• **The problem**
Copy every one of the rows below word for word.

[Start of Records for processing]

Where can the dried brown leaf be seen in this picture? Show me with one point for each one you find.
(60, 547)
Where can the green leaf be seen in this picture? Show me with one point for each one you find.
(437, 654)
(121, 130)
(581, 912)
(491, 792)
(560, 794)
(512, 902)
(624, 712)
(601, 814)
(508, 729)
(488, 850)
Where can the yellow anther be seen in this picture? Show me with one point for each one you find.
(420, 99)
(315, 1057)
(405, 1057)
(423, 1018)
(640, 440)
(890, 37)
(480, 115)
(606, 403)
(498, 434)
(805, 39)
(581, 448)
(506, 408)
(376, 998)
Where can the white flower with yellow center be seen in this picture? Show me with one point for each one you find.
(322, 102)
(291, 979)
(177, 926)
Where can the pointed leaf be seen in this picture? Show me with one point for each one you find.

[End of Records for processing]

• **Finished answer**
Where can the dried brown leaf be seen in this picture? Show me with one point for each one you find.
(60, 547)
Where can the green leaf be seen in this picture? Show me with one point for each one you find.
(437, 654)
(121, 130)
(581, 912)
(491, 792)
(560, 794)
(512, 902)
(624, 712)
(601, 814)
(508, 729)
(488, 850)
Where can the yellow anther be seen in this picture? Show me with one point for each one you find.
(420, 99)
(315, 1057)
(405, 1057)
(423, 1018)
(640, 440)
(890, 37)
(480, 115)
(606, 403)
(498, 434)
(805, 39)
(581, 448)
(506, 408)
(376, 998)
Where can the white flower with yellow center be seen in this picture? Show me with one point for each one you find.
(322, 102)
(291, 979)
(177, 926)
Where can the pointed leaf be seen in this picture? Show me with one point for each one you find.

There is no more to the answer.